Excerpt provided
========================

On Saturday, March 17, 1951, the stage of Jackson’s Civic Auditorium supported a cast of players the likes of which never had nor never since has tread the boards in the capital city. As the very Devil himself, Charles Laughton led Agnes Moorehead, Charles Boyer and Sir Cecil Hardwicke in a surprisingly successful enactment of Shaw’s “Don Juan in Hell”.
The review in Sunday’s Clarion-Ledger (“‘Don Juan in Hell’ a Big Hit Here”) states that the Jackson audience was thrilled with “Agnes Moorehead’s amazing transformation from a woman of 77 at death to a lady of 27 in Hell”, adding that “Laughton stated categorically that he is not ‘the beefy bird of comic strip fame.’” One year later, a Time magazine article stated that the production’s tour had amassed gross profits of over $1M.
The Jackson performance was engaged by a man who recognized not so much a shy hunger in the city as an earnest yearning not only for literature, but for music, for lights, for the engaged delight of people in a body; the laughter, the suspense, the applause: the man, Armand Coullet, provided Mississippi’s capitol with over three decades of dazzling entertainment.
According to Jackson historian Harry Brown, “About a decade after H. L. Mencken declared the South ‘The Sahara of the Bozart’, Armand Coullet arrived on the Jackson scene to do something about it. He quickly established himself as the city’s resident Frenchman, a position he proudly made the most of and which of course carried a certain primacy in cultural affairs. Mr. Coullet was actually from Algiers. but that was certainly close enough to the Riviera for Jackson society of the day. Eventually he became the town’s foremost impresario, bringing notable entertainers and productions not only to Jackson but to other cities in the region. The Coullets—his wife Magnolia was an accomplished vocalist as well as being Chair of Foreign Languages at Millsaps, and his son ‘Tink’ went on to the Broadway stage and beyond—were welcome in the very highest social circles, and Armand was a highly valued addition to any gathering. He naturally had an approving and charming eye for the ladies, but of course all with courtly decorum.”
Armand Coullet was born in 1899 to a well-to-do French family that had relocated to Algeria shortly after France conquered the North African country in the early 19th century. His father was a French civil servant. He attended public schools in Algiers, graduating from the French Government School of Topography. He also graduated from the Ecole Nationale des Beaux Arts with the Premier Prix in violin, conducting and orchestration. Advanced study in conducting and orchestration was completed with composer and conductor Camille Saint-Saëns, and and was later assistant to Saint-Saëns as concert master of the North African Symphony Orchestra.
He continued his violin studies in France at the Conservatoire de Paris; when Armand completed his musical training, his father and mother, Eugene and Marguerite, presented him with a fine violin made in 1667 by Francesco Ruggieri, who served as an apprentice in the workshops of Stradivarius. Coullet played first violin in the Opera House in Algiers for two years and directed his orchestra in the city’s leading hotels. He also served three years in a field artillery unit of the French Army during World War I.
Coullet came to the United States in 1924. In an interview fifty years later, he recalled, “The only thing I had was my violin and $27, but I had the world by the tail. When I got off the boat, there was an agent standing there who sked me in French if I played the violin. He gave me a job right there on the spot with the Boston Little Symphony.”

========================

Exercise brief
Translate this sentence from the passage on Armand Coullet into Spanish: "He also served three years in a field artillery unit of the French Army during World War I."

========================

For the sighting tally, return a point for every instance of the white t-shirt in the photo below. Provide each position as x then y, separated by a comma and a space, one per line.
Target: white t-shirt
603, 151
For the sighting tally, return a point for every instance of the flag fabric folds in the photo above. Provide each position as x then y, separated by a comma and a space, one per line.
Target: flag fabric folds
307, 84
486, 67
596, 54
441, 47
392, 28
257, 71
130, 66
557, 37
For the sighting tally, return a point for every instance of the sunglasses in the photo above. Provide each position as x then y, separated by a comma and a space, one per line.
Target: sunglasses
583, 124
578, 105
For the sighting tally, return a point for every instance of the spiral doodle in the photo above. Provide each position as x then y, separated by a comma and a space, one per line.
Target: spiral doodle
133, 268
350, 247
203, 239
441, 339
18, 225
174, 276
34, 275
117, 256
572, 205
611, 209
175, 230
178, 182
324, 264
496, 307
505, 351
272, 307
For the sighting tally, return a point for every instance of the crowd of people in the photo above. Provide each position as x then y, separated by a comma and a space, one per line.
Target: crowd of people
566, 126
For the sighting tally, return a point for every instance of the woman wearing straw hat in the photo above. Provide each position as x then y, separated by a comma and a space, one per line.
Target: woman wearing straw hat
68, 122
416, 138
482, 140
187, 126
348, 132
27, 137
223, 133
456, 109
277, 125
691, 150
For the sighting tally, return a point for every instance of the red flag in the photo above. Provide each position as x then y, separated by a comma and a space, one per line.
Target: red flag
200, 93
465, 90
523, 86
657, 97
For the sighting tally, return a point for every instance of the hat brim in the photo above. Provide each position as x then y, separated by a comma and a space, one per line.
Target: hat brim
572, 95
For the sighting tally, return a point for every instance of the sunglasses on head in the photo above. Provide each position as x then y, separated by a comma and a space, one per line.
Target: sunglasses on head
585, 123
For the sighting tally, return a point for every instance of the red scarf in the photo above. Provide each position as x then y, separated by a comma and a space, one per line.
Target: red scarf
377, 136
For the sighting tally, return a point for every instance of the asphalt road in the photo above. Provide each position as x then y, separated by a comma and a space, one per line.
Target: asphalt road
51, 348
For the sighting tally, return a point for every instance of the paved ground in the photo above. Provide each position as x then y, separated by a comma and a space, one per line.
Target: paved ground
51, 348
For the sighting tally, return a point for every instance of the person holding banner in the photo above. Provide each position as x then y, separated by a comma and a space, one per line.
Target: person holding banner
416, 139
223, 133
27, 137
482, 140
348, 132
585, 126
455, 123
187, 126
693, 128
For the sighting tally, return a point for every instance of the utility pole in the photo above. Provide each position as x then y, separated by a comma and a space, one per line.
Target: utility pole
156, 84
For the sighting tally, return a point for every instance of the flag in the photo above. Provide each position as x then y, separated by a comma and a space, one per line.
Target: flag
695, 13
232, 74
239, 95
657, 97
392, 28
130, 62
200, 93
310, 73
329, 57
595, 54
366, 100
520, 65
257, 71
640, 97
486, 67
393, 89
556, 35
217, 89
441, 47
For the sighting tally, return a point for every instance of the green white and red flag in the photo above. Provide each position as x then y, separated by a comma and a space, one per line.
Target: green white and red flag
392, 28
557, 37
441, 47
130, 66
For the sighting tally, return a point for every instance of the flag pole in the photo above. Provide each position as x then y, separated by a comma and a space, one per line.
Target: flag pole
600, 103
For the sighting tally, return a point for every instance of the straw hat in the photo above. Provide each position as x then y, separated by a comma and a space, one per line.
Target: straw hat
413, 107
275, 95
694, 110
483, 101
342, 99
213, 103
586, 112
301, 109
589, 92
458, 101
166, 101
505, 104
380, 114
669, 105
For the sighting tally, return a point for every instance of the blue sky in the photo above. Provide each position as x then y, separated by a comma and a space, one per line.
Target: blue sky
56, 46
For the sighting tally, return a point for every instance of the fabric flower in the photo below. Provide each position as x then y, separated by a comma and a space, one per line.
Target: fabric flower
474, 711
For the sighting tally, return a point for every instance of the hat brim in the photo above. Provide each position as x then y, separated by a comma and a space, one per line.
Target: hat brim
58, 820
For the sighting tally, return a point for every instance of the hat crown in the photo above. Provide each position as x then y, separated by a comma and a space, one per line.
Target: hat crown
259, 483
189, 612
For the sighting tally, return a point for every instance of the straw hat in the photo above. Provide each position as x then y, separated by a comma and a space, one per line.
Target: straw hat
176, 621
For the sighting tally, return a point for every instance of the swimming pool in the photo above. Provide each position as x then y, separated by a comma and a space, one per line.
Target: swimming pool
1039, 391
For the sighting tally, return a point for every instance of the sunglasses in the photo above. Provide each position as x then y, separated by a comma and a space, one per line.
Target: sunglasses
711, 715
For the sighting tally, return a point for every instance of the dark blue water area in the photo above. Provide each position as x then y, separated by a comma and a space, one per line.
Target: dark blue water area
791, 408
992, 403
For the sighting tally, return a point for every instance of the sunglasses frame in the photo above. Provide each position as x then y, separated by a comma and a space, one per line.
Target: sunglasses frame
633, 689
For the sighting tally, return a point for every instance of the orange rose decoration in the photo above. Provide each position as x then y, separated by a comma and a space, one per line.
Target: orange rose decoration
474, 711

========================

The result
También sirvió tres años en una unidad de artillería de campaña del Ejército francés durante la Primera Guerra Mundial.